** Start DATA RECORDS **

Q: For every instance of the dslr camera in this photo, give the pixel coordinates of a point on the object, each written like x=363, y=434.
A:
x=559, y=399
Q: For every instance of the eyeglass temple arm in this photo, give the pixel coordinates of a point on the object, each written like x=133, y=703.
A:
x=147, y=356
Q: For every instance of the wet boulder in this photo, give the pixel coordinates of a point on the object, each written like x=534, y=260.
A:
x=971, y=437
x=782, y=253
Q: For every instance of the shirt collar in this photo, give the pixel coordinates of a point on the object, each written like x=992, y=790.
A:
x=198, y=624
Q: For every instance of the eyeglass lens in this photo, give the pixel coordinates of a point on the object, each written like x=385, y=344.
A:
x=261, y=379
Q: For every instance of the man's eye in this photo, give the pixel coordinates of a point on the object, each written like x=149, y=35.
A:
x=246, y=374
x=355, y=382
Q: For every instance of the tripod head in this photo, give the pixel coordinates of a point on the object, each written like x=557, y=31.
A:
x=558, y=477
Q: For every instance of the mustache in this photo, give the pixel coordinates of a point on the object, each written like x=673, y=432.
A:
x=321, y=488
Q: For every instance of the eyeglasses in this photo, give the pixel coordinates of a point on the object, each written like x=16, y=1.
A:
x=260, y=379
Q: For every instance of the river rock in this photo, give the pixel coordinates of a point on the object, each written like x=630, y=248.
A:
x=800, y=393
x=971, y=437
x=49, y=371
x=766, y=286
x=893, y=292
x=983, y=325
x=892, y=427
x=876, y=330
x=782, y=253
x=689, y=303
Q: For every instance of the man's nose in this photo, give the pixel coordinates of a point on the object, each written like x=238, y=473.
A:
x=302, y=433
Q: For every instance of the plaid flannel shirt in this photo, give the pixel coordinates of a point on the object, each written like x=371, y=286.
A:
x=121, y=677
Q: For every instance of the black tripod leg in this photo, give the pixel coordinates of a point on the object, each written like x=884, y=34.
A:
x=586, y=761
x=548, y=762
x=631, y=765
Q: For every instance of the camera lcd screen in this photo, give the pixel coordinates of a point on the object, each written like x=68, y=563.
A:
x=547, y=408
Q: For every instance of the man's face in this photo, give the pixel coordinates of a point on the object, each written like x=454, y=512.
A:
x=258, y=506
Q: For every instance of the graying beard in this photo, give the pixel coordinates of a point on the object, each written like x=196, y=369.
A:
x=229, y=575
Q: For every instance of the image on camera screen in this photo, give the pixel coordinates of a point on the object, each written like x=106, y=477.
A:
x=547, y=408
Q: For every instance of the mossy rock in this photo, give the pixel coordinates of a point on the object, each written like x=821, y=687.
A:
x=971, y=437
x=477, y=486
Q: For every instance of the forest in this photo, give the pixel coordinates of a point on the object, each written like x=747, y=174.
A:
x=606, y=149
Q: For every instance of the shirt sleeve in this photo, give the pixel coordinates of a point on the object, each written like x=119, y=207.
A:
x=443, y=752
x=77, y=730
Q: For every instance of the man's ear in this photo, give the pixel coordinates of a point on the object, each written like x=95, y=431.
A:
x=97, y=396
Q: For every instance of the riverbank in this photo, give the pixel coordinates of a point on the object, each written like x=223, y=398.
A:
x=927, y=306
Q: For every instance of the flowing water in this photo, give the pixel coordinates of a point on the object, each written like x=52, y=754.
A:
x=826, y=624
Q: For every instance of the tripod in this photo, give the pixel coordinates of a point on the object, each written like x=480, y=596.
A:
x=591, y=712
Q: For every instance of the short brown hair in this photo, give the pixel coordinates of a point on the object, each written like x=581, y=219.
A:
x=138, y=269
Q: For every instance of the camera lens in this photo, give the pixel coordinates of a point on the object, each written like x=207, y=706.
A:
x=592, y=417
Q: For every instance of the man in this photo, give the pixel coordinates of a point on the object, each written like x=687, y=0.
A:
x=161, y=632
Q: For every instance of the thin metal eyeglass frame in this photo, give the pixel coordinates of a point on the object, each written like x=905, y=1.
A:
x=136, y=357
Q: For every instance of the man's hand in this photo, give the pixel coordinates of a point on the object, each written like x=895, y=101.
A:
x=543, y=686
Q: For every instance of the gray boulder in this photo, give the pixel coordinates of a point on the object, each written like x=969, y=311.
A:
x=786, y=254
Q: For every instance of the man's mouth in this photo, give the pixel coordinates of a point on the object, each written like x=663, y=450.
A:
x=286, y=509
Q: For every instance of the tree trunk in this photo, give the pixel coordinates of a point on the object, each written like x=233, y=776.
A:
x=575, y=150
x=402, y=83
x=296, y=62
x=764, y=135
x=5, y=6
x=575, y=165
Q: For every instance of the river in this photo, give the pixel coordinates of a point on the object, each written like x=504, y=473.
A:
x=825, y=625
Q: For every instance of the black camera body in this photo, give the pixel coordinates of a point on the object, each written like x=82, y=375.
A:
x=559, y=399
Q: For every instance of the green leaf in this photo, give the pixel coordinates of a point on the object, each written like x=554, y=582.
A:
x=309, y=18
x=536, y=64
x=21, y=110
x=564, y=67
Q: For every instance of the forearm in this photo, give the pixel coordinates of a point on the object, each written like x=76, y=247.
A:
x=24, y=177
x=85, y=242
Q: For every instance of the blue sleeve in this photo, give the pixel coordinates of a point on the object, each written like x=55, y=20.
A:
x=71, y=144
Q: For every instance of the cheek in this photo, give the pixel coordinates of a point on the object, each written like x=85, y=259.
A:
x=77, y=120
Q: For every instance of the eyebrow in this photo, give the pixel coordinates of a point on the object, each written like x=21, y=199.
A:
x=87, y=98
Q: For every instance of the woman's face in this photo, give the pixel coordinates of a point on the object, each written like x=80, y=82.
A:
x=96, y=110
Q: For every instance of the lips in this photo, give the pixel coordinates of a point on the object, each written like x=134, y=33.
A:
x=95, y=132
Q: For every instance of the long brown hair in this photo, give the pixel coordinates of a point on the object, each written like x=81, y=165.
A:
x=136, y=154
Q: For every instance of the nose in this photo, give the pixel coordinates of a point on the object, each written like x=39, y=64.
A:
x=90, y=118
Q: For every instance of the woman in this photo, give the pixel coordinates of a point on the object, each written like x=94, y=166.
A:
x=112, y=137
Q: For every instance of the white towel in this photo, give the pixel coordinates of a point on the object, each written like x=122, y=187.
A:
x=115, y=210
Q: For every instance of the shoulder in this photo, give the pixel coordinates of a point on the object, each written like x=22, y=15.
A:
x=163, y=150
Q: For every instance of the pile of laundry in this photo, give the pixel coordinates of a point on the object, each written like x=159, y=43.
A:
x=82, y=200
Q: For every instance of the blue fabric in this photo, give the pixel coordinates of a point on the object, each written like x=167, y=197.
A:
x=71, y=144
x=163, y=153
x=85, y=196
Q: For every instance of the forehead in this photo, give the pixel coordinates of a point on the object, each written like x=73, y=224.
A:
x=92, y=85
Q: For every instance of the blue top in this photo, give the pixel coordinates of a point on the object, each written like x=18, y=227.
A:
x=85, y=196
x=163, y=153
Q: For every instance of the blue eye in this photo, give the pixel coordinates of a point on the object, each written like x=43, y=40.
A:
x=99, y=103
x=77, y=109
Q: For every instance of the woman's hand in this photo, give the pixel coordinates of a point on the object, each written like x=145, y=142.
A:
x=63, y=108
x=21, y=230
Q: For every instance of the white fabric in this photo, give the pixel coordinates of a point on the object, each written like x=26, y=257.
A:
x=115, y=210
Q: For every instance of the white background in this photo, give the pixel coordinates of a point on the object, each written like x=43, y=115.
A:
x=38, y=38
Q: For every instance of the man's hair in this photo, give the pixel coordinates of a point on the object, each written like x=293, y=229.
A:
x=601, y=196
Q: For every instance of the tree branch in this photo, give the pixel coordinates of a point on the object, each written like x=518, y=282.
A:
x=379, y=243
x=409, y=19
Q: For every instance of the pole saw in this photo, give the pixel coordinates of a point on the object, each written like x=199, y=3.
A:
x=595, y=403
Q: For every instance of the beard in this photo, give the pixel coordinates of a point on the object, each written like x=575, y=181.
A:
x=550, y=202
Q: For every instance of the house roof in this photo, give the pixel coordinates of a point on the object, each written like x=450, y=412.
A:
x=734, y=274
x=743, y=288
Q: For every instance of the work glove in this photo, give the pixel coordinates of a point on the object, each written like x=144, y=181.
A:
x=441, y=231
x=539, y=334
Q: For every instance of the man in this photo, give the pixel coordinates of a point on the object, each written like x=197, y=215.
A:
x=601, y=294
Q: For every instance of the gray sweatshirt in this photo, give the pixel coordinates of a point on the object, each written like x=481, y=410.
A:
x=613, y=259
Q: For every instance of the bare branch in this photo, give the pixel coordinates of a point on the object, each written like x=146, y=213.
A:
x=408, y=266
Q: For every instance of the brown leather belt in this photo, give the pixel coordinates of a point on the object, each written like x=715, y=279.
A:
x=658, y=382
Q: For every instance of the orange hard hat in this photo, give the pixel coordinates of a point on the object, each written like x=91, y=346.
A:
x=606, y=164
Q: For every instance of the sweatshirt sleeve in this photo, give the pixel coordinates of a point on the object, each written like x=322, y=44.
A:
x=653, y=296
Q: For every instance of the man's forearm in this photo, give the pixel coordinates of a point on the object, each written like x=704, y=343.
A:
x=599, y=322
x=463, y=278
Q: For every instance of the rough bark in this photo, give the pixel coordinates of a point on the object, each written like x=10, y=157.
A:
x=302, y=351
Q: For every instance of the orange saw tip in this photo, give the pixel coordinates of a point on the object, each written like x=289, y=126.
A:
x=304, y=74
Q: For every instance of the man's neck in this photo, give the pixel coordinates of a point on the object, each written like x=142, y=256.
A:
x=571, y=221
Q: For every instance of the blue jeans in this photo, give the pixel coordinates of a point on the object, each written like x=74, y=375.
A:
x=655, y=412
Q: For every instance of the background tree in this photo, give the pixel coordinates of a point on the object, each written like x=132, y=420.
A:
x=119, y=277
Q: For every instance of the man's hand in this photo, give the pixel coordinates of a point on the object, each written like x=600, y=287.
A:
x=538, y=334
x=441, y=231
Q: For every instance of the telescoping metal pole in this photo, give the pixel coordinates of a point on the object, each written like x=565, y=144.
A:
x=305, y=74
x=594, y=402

** End DATA RECORDS **

* REQUIREMENT: Recast the lines from the one containing "Q: For every instance of the woman's face" through the one containing "x=136, y=154" as a numbered list, leaving out any blank lines.

* RIGHT ANSWER:
1. Q: For every instance of the woman's face in this photo, give the pixel coordinates of a point on the object, each written like x=80, y=82.
2. A:
3. x=96, y=110
4. Q: For every instance of the lips in this photo, give the pixel coordinates of a point on the object, each written like x=134, y=33.
5. A:
6. x=95, y=132
7. Q: For every instance of the long brown hair in this photo, give the pixel coordinates of a point on the object, each written like x=81, y=165.
8. A:
9. x=136, y=154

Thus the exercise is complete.